* BEGIN Given information *
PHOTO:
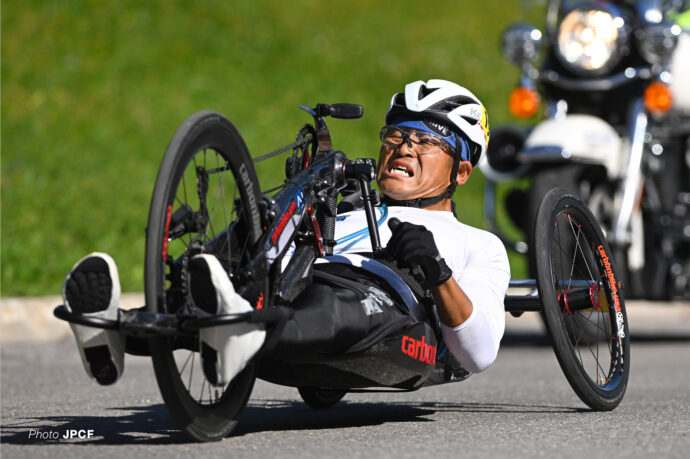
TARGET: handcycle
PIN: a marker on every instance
(207, 199)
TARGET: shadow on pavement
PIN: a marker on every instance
* END Given information *
What is asked -
Return every line of the listing above word for word, omitting the pictures.

Completed exercise -
PHOTO:
TARGET: handcycle
PIN: a marker on every instance
(207, 199)
TARGET: shadow on pavement
PIN: a marker on every instance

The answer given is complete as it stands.